**WRITTEN REQUEST**
Write out all of the lines below, exactly and completely.
## BEGIN RECORDS PROVIDED
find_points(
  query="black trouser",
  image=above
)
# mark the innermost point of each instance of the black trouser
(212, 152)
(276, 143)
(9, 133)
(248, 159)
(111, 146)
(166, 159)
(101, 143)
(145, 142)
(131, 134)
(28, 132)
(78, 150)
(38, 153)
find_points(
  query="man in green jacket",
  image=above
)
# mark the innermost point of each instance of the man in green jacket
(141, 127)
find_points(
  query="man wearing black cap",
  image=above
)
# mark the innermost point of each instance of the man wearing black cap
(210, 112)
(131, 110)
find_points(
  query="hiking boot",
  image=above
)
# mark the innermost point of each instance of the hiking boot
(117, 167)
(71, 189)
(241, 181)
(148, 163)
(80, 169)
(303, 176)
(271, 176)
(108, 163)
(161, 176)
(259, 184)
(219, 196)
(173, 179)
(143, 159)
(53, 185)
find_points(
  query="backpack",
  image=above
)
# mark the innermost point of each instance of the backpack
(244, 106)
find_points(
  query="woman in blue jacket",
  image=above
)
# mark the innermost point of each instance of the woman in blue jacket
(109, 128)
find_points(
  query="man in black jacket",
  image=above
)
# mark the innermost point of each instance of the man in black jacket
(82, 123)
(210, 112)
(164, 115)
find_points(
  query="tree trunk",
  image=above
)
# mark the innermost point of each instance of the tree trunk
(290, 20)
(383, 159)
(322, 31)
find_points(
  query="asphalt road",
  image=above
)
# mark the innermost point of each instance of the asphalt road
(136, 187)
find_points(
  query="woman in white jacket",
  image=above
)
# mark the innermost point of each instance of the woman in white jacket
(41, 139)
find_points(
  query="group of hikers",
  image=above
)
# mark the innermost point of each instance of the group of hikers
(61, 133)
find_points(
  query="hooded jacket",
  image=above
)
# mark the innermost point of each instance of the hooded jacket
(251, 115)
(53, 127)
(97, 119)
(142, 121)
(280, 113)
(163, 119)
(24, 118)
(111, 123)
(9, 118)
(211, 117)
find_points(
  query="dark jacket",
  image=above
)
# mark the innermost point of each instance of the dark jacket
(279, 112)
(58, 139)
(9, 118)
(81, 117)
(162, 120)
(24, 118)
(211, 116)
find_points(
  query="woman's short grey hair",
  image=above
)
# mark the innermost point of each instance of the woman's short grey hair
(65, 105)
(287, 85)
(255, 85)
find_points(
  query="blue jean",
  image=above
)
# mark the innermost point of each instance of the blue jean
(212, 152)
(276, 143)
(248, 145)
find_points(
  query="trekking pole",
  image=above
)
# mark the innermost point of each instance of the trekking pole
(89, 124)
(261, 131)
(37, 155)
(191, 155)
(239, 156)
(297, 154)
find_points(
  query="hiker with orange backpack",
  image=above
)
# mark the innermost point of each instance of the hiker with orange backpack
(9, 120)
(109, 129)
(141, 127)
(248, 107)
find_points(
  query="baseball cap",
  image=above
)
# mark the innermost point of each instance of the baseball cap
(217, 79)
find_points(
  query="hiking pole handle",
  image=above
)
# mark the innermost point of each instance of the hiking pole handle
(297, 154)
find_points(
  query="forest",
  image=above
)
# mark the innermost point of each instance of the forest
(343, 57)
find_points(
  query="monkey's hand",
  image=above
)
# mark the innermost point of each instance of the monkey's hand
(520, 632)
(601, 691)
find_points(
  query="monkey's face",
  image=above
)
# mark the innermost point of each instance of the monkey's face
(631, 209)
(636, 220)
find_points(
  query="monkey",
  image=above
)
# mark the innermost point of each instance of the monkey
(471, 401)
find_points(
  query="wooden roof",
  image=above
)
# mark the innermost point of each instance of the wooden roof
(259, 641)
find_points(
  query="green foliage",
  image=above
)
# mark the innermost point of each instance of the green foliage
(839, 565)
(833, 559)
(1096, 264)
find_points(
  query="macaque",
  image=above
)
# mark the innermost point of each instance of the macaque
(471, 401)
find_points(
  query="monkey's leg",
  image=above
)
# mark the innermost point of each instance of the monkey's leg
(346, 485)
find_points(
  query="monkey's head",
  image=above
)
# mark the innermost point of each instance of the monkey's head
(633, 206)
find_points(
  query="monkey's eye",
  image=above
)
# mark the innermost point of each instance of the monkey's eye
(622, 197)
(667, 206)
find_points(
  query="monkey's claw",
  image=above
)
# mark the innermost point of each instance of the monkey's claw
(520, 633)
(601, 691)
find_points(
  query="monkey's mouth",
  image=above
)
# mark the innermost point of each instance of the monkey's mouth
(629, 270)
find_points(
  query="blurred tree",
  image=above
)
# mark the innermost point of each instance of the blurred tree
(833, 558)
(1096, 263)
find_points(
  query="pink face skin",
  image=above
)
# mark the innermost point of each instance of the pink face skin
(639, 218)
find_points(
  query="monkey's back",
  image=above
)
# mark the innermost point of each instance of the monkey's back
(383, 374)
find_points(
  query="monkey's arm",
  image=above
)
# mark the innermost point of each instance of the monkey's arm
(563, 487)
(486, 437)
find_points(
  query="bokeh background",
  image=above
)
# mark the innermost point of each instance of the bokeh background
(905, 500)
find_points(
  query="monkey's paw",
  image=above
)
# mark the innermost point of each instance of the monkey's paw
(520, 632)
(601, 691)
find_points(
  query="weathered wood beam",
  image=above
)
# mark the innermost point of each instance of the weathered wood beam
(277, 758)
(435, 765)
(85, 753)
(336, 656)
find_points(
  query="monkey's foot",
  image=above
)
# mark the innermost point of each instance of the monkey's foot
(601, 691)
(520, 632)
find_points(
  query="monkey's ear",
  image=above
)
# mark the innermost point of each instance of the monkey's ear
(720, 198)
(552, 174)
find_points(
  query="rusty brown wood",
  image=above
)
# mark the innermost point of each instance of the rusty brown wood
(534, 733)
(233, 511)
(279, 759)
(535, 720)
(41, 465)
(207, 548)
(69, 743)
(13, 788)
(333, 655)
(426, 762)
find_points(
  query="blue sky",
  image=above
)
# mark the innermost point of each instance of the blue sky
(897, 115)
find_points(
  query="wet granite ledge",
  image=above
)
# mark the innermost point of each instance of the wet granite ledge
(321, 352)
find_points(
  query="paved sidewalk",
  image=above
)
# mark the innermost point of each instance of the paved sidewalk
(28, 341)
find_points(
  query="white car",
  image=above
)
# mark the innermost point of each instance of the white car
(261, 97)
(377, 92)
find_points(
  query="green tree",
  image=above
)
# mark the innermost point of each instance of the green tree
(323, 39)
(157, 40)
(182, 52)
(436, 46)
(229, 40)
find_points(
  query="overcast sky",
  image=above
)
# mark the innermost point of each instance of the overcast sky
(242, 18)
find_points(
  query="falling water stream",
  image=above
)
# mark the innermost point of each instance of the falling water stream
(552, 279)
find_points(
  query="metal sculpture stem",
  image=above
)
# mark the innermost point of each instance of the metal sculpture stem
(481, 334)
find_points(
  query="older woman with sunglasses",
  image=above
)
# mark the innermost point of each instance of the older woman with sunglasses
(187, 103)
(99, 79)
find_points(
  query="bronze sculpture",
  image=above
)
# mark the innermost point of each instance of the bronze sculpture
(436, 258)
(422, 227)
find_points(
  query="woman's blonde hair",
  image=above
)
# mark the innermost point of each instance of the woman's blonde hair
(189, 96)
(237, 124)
## END RECORDS PROVIDED
**RESULT**
find_points(
  query="black trouser",
  image=above
)
# mark the innermost point of each instance of the black trouser
(212, 152)
(276, 143)
(9, 133)
(248, 159)
(111, 146)
(166, 159)
(101, 143)
(145, 142)
(131, 134)
(28, 132)
(78, 150)
(38, 153)
find_points(
  query="man in green jacket",
  image=above
)
# mark the innermost point of each instance of the man in green jacket
(141, 127)
find_points(
  query="man wearing black cap",
  image=above
)
# mark the innermost point of each instance of the man wearing black cap
(210, 112)
(131, 110)
find_points(
  query="hiking boot",
  image=above
)
# mark the innermost point of each instance of the hiking boot
(117, 167)
(71, 189)
(241, 181)
(148, 163)
(80, 169)
(303, 176)
(271, 176)
(108, 163)
(161, 176)
(259, 184)
(219, 196)
(173, 179)
(143, 159)
(53, 185)
find_points(
  query="backpack",
  image=above
)
# mark the innermost point of each instance of the backpack
(244, 106)
find_points(
  query="woman in blue jacket",
  image=above
)
# mark the innermost point of each instance of the woman in blue jacket
(109, 128)
find_points(
  query="man in black jacket",
  image=above
)
# mark the innermost point of each instance of the man in black jacket
(82, 123)
(210, 112)
(164, 115)
find_points(
  query="tree trunk",
  image=above
)
# mark the innermost point of each instance of the tree trunk
(290, 20)
(383, 159)
(322, 31)
find_points(
  query="asphalt road",
  image=above
)
# mark the innermost point of each instance of the asphalt road
(136, 187)
find_points(
  query="woman in white jacket",
  image=above
)
# mark the innermost point of each instance of the woman in white jacket
(41, 139)
find_points(
  query="group of hikers",
  image=above
)
# mark the innermost point of each instance of the group of hikers
(61, 133)
find_points(
  query="hooded jacket",
  image=above
)
# mark the innermost point of each instance of the hooded jacket
(251, 115)
(53, 127)
(97, 119)
(142, 121)
(280, 113)
(163, 119)
(24, 118)
(111, 123)
(9, 118)
(211, 117)
find_points(
  query="dark jacket",
  image=above
)
# mark the innermost point of each instance of the dark jacket
(279, 112)
(58, 139)
(9, 118)
(81, 117)
(162, 120)
(24, 118)
(211, 116)
find_points(
  query="woman's short grey hair",
  image=above
)
# mark the innermost point of each instance of the woman's short grey hair
(65, 105)
(287, 85)
(255, 85)
find_points(
  query="blue jean",
  image=above
)
# mark the innermost point of each instance of the blue jean
(212, 152)
(276, 143)
(248, 145)
find_points(
  query="trekking pole",
  image=above
)
# mark the innermost point of each instance of the trekking pole
(89, 124)
(261, 131)
(37, 155)
(191, 155)
(239, 156)
(297, 154)
find_points(
  query="hiker with orange backpack",
  image=above
)
# mark the innermost point of each instance of the hiker with orange backpack
(9, 120)
(109, 129)
(141, 127)
(248, 107)
find_points(
  query="baseball cap",
  image=above
)
# mark the innermost point of each instance of the baseball cap
(217, 79)
find_points(
  query="hiking pole handle",
  image=above
)
# mark the innermost point of each instance of the hiking pole handle
(297, 154)
find_points(
  query="forest",
  image=above
)
# mark the innermost point of each instance of the forest
(343, 57)
find_points(
  query="monkey's hand",
  image=above
)
# mark the innermost point of each instance of the monkey's hand
(520, 632)
(601, 691)
find_points(
  query="monkey's face",
  image=above
)
# mark the innermost point of each instance of the monkey's face
(631, 209)
(636, 220)
find_points(
  query="monkey",
  image=above
)
# mark the innermost point of each instance of the monkey
(471, 401)
find_points(
  query="wooden roof",
  image=above
)
# mark the innermost point of each instance of the wooden roof
(259, 641)
find_points(
  query="green foliage",
  image=above
)
# mark the innermost point of each instance of the green foliage
(839, 565)
(833, 559)
(1096, 264)
find_points(
  query="macaque",
  image=above
)
# mark the innermost point of each instance of the macaque
(471, 401)
find_points(
  query="monkey's leg",
  image=above
)
# mark the innermost point of each instance of the monkey's leg
(346, 485)
find_points(
  query="monkey's head",
  image=above
)
# mark the innermost point of each instance of the monkey's head
(633, 206)
find_points(
  query="monkey's eye",
  image=above
)
# mark the innermost point of each instance of the monkey's eye
(622, 197)
(667, 206)
find_points(
  query="monkey's claw",
  image=above
)
# mark the innermost point of each instance of the monkey's claw
(520, 633)
(601, 691)
find_points(
  query="monkey's mouth",
  image=above
)
# mark the innermost point of each instance of the monkey's mouth
(629, 270)
find_points(
  query="blurred tree",
  image=above
)
# mark the innermost point of each instance of the blurred tree
(833, 558)
(1096, 263)
find_points(
  query="pink face skin",
  image=above
)
# mark the innermost point of each instance of the pink face skin
(639, 218)
find_points(
  query="monkey's back",
  image=above
)
# mark the innermost point of each instance of the monkey's back
(383, 374)
find_points(
  query="monkey's arm",
  image=above
)
# mark the innermost point of each instance of the monkey's arm
(563, 487)
(486, 437)
find_points(
  query="bokeh background",
  image=above
)
# mark the innermost point of each instance of the bokeh background
(905, 500)
find_points(
  query="monkey's paw",
  image=above
)
# mark the innermost point of each instance of the monkey's paw
(520, 632)
(601, 691)
find_points(
  query="weathered wood beam",
  image=above
)
# mark the innermost point of each instance of the weathered wood beam
(277, 758)
(435, 765)
(85, 753)
(336, 656)
find_points(
  query="monkey's foot",
  image=above
)
# mark the innermost point of each instance of the monkey's foot
(601, 691)
(520, 632)
find_points(
  query="monkey's ear",
  image=above
)
# mark the innermost point of each instance of the monkey's ear
(720, 198)
(552, 174)
find_points(
  query="rusty brown wood",
  image=above
)
# mark the innermost point of each instance of the rusty brown wood
(534, 733)
(233, 511)
(279, 759)
(535, 720)
(41, 465)
(207, 548)
(69, 743)
(13, 788)
(333, 655)
(426, 762)
find_points(
  query="blue sky",
  image=above
)
# mark the innermost point of each instance of the blue sky
(897, 115)
find_points(
  query="wet granite ledge",
  image=above
)
# mark the innermost point of each instance of the wet granite ledge
(321, 352)
find_points(
  query="paved sidewalk",
  image=above
)
# mark the innermost point of each instance of the paved sidewalk
(28, 341)
find_points(
  query="white car",
  image=above
)
# mark the innermost point of each instance of the white car
(261, 97)
(377, 92)
find_points(
  query="green tree",
  image=above
)
# mark the innermost point of each instance of the green tree
(323, 39)
(157, 40)
(182, 52)
(436, 46)
(229, 40)
find_points(
  query="overcast sky",
  image=above
)
# mark the innermost point of each instance of the overcast sky
(242, 18)
find_points(
  query="falling water stream",
  image=above
)
# mark the innermost point of each instance of the falling water stream
(552, 279)
find_points(
  query="metal sculpture stem",
  image=above
)
# mark the innermost point of each instance of the metal sculpture stem
(481, 334)
find_points(
  query="older woman with sunglasses",
  image=above
)
# mark the innermost point of each instance of the older woman with sunglasses
(187, 103)
(99, 79)
find_points(
  query="bronze sculpture",
  image=above
)
# mark the innermost point of each instance of the bronze sculpture
(436, 258)
(422, 227)
find_points(
  query="woman's blonde hair",
  image=above
)
# mark the innermost point of each instance of the woman's blonde hair
(189, 96)
(237, 124)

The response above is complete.